[SUPPLIED ENTRIES]
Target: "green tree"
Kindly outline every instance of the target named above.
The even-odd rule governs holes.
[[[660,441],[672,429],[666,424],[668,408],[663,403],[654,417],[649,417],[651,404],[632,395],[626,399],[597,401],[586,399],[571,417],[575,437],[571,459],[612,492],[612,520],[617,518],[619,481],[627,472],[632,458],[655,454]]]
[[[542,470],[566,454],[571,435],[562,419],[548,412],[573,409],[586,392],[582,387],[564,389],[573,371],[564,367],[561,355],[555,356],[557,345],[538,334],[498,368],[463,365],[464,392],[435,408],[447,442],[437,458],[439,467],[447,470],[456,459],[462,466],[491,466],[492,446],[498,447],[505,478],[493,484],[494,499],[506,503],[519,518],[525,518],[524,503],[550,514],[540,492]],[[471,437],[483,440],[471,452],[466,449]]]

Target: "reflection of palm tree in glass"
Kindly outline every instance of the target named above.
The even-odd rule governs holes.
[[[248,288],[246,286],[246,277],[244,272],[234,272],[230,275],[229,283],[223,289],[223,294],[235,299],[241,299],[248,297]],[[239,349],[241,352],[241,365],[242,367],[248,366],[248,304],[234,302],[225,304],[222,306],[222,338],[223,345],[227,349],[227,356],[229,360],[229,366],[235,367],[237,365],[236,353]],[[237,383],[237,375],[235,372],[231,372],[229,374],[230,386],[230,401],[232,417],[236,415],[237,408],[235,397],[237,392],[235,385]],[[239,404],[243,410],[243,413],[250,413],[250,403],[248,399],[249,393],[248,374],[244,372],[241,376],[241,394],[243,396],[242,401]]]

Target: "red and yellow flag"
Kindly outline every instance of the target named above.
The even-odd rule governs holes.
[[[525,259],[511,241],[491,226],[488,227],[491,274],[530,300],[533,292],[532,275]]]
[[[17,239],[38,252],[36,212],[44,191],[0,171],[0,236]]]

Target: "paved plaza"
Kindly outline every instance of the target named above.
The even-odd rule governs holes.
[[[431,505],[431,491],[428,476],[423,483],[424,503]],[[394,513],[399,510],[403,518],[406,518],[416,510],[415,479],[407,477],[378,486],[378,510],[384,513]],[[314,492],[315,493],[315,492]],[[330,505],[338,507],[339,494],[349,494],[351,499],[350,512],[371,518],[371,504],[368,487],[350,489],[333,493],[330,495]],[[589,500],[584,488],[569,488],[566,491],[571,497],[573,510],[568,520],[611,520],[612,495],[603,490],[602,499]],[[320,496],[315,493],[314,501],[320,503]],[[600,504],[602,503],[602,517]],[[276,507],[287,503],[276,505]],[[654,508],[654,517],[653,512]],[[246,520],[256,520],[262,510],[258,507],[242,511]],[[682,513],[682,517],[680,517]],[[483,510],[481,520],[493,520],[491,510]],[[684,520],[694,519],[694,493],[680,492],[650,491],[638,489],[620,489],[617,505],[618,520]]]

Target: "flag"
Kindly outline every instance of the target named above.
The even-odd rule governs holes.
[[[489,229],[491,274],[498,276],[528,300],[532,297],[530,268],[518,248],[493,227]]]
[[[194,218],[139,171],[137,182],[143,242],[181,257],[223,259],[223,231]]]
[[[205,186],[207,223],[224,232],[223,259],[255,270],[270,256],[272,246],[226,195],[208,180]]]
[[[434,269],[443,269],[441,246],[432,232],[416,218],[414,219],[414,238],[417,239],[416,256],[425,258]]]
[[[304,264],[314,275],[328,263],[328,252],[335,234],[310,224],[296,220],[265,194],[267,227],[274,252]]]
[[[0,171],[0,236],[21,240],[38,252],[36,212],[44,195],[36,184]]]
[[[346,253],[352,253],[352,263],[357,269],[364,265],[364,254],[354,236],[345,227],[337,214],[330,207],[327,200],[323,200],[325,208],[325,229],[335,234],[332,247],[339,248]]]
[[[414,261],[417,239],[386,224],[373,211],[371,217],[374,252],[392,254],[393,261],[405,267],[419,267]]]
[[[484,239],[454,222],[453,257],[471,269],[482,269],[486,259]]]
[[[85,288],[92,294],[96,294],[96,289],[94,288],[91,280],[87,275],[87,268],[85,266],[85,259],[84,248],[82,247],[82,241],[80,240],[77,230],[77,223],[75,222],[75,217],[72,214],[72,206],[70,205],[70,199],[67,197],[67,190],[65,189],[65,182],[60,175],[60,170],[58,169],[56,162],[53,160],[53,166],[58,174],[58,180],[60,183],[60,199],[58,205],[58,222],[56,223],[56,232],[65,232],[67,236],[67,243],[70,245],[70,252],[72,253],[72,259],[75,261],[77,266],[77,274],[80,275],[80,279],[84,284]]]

[WHAT TO PRODUCE] Reproduce the listing above line for line, with every character unchanged.

[FINAL RESULT]
Target: "green tree"
Kindly outline every instance of the target named above.
The even-odd rule governs holes.
[[[660,441],[672,429],[666,424],[668,408],[663,403],[654,417],[649,417],[651,404],[632,395],[626,399],[597,401],[586,399],[571,417],[575,437],[571,459],[612,492],[612,520],[617,518],[619,481],[627,472],[632,458],[655,454]]]
[[[542,470],[566,454],[571,435],[562,419],[548,412],[573,409],[586,392],[582,387],[564,389],[573,371],[564,367],[561,355],[555,356],[557,345],[538,334],[498,368],[463,365],[464,392],[435,408],[447,442],[437,458],[439,467],[447,470],[456,459],[462,466],[491,466],[492,446],[498,447],[505,478],[493,484],[494,499],[506,503],[519,518],[525,518],[524,503],[550,514],[540,492]],[[471,437],[483,440],[471,452],[466,449]]]

Target: "reflection of palm tree in glass"
Kindly outline every instance of the target named above.
The even-odd rule governs holes.
[[[248,288],[246,286],[246,277],[244,272],[234,272],[230,275],[229,283],[223,289],[223,294],[235,299],[241,299],[248,297]],[[239,349],[241,352],[241,365],[242,367],[248,366],[248,304],[234,302],[225,304],[222,306],[222,338],[223,345],[227,349],[227,356],[229,360],[229,366],[235,367],[237,365],[236,353]],[[237,383],[237,375],[235,372],[231,372],[229,374],[230,386],[230,401],[232,417],[236,415],[237,408],[235,397],[237,392],[235,385]],[[239,404],[243,410],[243,413],[250,413],[250,403],[248,399],[249,393],[248,374],[244,372],[241,376],[241,394],[243,396],[242,401]]]

Target: "red and yellow flag"
Kindly outline every instance of the target named above.
The even-odd rule governs holes.
[[[525,259],[511,241],[491,226],[488,227],[491,274],[530,300],[533,292],[532,275]]]
[[[17,239],[38,252],[36,212],[44,191],[0,171],[0,236]]]

Target: "paved plaza"
Kindly outline every instance of the target named above.
The even-odd rule governs holes.
[[[431,505],[431,491],[428,476],[423,483],[424,503]],[[394,513],[399,510],[403,518],[406,518],[416,510],[415,479],[407,477],[378,486],[378,510],[384,513]],[[314,492],[315,493],[315,492]],[[330,505],[338,507],[339,494],[349,494],[351,499],[350,512],[371,518],[371,504],[368,487],[350,489],[333,493],[330,495]],[[589,500],[584,488],[569,488],[566,491],[571,497],[573,510],[568,520],[611,520],[612,495],[603,490],[602,499]],[[320,496],[315,493],[314,501],[320,503]],[[600,504],[602,503],[602,517]],[[276,507],[287,503],[276,505]],[[654,508],[654,517],[653,512]],[[246,520],[256,520],[262,510],[258,507],[242,511]],[[682,513],[682,517],[680,517]],[[483,510],[481,520],[493,520],[491,510]],[[684,520],[694,519],[694,493],[680,492],[650,491],[638,489],[620,489],[617,505],[618,520]]]

Target: "flag"
Kindly outline every instance of the target named above.
The even-odd rule governs holes.
[[[489,229],[491,274],[498,276],[528,300],[532,297],[530,268],[518,248],[493,227]]]
[[[194,218],[139,171],[137,182],[143,242],[181,257],[223,259],[223,231]]]
[[[205,186],[207,223],[224,232],[223,259],[255,270],[270,256],[272,246],[226,195],[208,180]]]
[[[434,269],[443,269],[441,246],[432,232],[416,218],[414,219],[414,238],[417,239],[416,256],[425,258]]]
[[[304,264],[314,275],[328,263],[328,252],[335,234],[310,224],[296,220],[265,194],[267,227],[274,252]]]
[[[0,171],[0,236],[21,240],[38,252],[36,212],[44,195],[36,184]]]
[[[346,253],[352,253],[352,263],[357,269],[364,265],[364,254],[354,236],[345,227],[337,214],[330,207],[327,200],[323,200],[325,208],[325,229],[335,234],[332,247],[339,248]]]
[[[414,261],[417,239],[386,224],[373,211],[371,217],[374,252],[392,254],[393,261],[405,267],[419,267]]]
[[[484,239],[454,222],[453,257],[471,269],[482,269],[486,259]]]
[[[85,288],[92,294],[96,294],[96,289],[94,288],[91,280],[87,275],[87,268],[85,266],[85,259],[84,248],[82,247],[82,241],[80,240],[77,230],[77,223],[75,222],[75,217],[72,214],[72,206],[70,205],[70,199],[67,197],[67,190],[65,189],[65,182],[60,175],[60,170],[58,169],[56,162],[53,160],[53,166],[58,174],[58,180],[60,183],[60,199],[58,205],[58,222],[56,223],[56,232],[65,232],[67,236],[67,243],[70,245],[70,252],[72,253],[72,259],[75,261],[77,266],[77,274],[80,275],[80,279],[84,284]]]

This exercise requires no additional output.